_WHAT TO PRODUCE_:
Every line from the one containing "Target: street lamp" to the one containing "Where can the distant" in the records below, both included, must be set down exactly, and no other line.

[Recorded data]
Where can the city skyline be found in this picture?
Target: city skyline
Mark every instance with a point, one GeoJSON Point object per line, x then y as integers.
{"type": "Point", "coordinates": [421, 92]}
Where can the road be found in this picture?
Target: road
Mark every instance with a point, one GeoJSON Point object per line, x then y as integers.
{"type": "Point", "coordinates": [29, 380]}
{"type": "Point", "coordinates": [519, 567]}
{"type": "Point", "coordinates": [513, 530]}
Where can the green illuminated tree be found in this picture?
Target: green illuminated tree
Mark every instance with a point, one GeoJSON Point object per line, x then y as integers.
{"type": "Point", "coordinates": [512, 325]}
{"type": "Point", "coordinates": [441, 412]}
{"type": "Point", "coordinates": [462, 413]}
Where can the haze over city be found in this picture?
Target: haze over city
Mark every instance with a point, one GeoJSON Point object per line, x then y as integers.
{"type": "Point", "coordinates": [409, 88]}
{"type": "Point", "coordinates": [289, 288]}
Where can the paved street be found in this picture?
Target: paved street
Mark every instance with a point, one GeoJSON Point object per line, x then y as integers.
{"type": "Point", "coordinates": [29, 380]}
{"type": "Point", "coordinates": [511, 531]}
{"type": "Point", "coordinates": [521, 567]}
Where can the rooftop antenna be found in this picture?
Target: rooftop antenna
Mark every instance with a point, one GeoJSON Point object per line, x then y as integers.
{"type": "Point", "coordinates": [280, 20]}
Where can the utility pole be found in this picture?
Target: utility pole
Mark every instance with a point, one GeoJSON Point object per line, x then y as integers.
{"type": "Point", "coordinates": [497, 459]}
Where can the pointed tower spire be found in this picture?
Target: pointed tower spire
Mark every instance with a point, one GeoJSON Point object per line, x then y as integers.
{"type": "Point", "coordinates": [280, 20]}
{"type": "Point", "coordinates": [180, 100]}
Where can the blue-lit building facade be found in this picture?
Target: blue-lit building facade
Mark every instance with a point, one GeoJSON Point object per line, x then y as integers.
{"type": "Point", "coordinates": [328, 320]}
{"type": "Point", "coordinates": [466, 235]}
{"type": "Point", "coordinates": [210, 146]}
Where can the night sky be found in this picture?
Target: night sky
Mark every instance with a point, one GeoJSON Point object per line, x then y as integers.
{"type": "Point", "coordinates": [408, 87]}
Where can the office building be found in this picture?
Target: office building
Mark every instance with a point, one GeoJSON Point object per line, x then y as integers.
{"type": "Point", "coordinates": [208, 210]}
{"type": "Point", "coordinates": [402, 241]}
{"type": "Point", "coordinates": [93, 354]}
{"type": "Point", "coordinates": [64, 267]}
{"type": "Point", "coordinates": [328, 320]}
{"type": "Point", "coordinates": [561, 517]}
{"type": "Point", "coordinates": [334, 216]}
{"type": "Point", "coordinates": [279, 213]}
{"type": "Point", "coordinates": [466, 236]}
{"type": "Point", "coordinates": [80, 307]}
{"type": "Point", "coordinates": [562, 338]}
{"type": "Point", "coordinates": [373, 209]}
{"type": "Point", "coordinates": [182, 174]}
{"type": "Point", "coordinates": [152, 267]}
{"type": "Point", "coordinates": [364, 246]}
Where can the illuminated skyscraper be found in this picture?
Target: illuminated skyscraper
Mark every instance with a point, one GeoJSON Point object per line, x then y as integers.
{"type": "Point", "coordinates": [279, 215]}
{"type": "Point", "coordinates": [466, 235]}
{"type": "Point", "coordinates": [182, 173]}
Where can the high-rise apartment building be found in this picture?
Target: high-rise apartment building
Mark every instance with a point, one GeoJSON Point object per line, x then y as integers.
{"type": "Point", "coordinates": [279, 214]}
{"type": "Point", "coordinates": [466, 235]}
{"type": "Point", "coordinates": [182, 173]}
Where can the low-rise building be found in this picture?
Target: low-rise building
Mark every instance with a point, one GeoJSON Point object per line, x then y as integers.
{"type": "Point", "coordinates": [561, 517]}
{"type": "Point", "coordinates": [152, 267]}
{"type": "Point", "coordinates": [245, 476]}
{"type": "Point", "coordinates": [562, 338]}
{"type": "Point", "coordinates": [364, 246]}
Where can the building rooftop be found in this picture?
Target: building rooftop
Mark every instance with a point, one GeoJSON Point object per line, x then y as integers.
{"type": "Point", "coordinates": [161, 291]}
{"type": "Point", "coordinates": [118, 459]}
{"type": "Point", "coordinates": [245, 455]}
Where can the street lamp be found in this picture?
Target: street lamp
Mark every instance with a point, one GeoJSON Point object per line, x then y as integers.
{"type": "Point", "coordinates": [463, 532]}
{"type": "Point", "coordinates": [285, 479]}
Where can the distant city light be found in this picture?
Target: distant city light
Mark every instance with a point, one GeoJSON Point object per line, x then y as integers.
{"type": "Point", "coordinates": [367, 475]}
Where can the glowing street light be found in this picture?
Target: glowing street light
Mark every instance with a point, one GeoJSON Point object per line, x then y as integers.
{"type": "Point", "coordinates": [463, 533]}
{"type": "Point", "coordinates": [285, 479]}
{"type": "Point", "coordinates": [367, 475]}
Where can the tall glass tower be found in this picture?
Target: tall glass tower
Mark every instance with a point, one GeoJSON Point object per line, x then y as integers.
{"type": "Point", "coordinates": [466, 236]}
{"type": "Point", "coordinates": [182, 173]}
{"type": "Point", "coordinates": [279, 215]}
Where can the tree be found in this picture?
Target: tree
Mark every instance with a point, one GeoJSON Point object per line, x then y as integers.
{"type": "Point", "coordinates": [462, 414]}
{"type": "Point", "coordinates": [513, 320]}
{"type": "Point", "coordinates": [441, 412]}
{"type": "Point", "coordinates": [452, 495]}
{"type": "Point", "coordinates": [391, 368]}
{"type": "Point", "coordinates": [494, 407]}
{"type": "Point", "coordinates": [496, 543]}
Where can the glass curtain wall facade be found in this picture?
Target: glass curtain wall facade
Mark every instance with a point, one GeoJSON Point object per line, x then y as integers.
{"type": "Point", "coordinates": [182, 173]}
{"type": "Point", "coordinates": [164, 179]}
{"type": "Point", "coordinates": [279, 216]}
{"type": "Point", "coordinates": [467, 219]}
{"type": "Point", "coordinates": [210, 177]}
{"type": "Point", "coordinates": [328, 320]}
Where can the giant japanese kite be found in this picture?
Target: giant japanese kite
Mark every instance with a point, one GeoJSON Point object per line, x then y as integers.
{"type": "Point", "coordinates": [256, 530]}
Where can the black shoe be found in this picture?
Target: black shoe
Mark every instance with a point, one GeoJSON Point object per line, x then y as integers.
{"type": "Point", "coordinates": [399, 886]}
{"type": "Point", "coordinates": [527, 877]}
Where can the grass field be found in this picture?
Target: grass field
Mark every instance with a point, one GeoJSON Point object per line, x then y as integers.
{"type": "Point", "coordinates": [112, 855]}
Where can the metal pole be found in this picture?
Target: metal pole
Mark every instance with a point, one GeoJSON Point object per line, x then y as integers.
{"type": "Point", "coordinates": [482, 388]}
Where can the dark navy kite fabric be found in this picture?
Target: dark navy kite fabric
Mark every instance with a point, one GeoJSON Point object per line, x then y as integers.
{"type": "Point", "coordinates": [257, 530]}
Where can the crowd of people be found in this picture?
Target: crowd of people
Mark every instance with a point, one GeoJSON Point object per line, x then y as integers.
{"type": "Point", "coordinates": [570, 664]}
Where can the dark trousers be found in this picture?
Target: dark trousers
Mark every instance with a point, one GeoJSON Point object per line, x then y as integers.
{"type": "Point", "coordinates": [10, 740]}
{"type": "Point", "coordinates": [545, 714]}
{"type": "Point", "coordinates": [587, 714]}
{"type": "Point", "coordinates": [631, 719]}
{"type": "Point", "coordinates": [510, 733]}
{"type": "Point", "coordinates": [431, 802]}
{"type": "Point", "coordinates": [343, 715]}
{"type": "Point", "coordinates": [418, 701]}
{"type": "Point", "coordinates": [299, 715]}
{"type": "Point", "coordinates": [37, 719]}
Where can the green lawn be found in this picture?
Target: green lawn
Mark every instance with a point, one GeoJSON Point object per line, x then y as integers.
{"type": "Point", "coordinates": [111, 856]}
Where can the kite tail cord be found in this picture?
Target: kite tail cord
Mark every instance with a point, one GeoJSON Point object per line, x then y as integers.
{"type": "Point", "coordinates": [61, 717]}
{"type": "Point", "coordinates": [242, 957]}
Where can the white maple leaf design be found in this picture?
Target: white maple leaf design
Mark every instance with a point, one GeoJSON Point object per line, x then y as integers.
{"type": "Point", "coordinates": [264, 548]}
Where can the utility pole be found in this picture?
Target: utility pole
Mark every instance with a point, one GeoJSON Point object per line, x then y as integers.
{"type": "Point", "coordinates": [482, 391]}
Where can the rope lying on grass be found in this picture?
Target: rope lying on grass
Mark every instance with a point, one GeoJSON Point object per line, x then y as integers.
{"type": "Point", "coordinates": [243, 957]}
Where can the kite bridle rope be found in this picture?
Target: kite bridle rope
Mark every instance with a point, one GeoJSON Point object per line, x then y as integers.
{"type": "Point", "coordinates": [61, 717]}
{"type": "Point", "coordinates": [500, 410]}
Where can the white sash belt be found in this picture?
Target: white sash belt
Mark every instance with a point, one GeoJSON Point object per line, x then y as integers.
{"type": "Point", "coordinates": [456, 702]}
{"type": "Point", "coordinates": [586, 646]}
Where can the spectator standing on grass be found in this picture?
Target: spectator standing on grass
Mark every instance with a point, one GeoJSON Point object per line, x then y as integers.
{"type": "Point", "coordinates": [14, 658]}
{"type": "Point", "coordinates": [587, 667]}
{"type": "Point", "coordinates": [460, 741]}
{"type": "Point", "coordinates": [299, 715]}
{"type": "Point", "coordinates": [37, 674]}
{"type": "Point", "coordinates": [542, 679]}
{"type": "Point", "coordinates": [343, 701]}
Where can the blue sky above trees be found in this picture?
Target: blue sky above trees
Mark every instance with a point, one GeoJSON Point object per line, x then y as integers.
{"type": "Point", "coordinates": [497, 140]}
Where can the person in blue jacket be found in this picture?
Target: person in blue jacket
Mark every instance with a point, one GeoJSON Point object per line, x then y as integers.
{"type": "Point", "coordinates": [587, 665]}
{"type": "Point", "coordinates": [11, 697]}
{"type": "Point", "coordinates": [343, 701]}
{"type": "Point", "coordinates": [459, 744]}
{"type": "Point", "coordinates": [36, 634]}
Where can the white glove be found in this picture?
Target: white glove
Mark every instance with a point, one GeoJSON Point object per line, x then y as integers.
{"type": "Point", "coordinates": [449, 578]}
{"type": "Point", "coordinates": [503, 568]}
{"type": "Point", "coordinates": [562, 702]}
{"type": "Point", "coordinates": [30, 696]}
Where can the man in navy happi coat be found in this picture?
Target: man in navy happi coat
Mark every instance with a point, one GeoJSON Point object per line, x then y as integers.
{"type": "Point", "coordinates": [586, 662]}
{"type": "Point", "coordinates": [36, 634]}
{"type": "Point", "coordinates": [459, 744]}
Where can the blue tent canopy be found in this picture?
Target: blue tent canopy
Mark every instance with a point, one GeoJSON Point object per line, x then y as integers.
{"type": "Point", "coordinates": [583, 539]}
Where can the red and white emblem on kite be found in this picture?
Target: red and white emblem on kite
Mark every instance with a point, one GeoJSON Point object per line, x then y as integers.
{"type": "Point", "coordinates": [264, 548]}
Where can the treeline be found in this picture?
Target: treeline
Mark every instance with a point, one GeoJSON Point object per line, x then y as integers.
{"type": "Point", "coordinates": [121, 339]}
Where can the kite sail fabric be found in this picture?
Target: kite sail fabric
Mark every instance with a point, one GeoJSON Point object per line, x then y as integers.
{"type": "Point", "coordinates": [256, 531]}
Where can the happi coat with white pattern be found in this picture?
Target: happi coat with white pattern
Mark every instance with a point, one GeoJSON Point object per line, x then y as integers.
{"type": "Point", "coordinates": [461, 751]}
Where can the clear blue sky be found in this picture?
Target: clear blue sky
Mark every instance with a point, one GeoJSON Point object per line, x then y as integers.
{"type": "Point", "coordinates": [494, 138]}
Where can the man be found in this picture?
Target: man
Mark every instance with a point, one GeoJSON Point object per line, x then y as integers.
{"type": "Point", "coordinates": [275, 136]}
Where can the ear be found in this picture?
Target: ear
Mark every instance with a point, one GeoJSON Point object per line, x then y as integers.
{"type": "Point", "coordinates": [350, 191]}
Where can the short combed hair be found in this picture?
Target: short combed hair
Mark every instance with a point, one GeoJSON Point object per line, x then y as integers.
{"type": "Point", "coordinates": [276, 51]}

_EXERCISE ANSWER_:
Target: street lamp
Mark every instance with a point, one GeoJSON Point object per line, x then y as integers.
{"type": "Point", "coordinates": [463, 532]}
{"type": "Point", "coordinates": [285, 479]}
Where can the distant city light be found in this picture?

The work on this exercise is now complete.